- [Problem to work on]
Give back the full listing as written. No pictures go with it.

*** Supplied data Section Begins ***

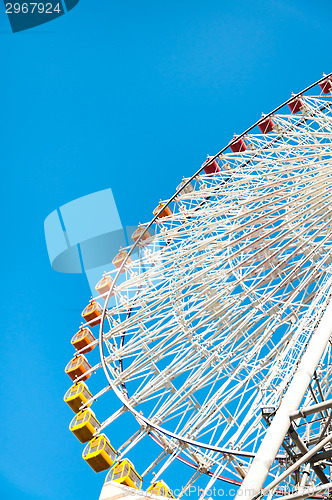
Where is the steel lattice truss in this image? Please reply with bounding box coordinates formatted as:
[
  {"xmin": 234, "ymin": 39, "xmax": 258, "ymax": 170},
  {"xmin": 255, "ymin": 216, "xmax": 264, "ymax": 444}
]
[{"xmin": 74, "ymin": 77, "xmax": 332, "ymax": 499}]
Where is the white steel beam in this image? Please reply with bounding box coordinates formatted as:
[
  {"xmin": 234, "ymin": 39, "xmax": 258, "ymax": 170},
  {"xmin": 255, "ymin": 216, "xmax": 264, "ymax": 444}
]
[{"xmin": 234, "ymin": 289, "xmax": 332, "ymax": 499}]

*** Supplied data Section Ends ***

- [Response to this task]
Where is the steel lattice truss in this image? Please reply with bounding box coordinates formatted as:
[
  {"xmin": 234, "ymin": 39, "xmax": 258, "ymax": 170},
  {"xmin": 255, "ymin": 216, "xmax": 264, "ymax": 444}
]
[{"xmin": 74, "ymin": 77, "xmax": 332, "ymax": 499}]
Where is the white steel beam in this image? Please reply with bounding box coordinates formatted as:
[
  {"xmin": 234, "ymin": 39, "xmax": 258, "ymax": 170},
  {"xmin": 255, "ymin": 216, "xmax": 264, "ymax": 444}
]
[{"xmin": 234, "ymin": 289, "xmax": 332, "ymax": 499}]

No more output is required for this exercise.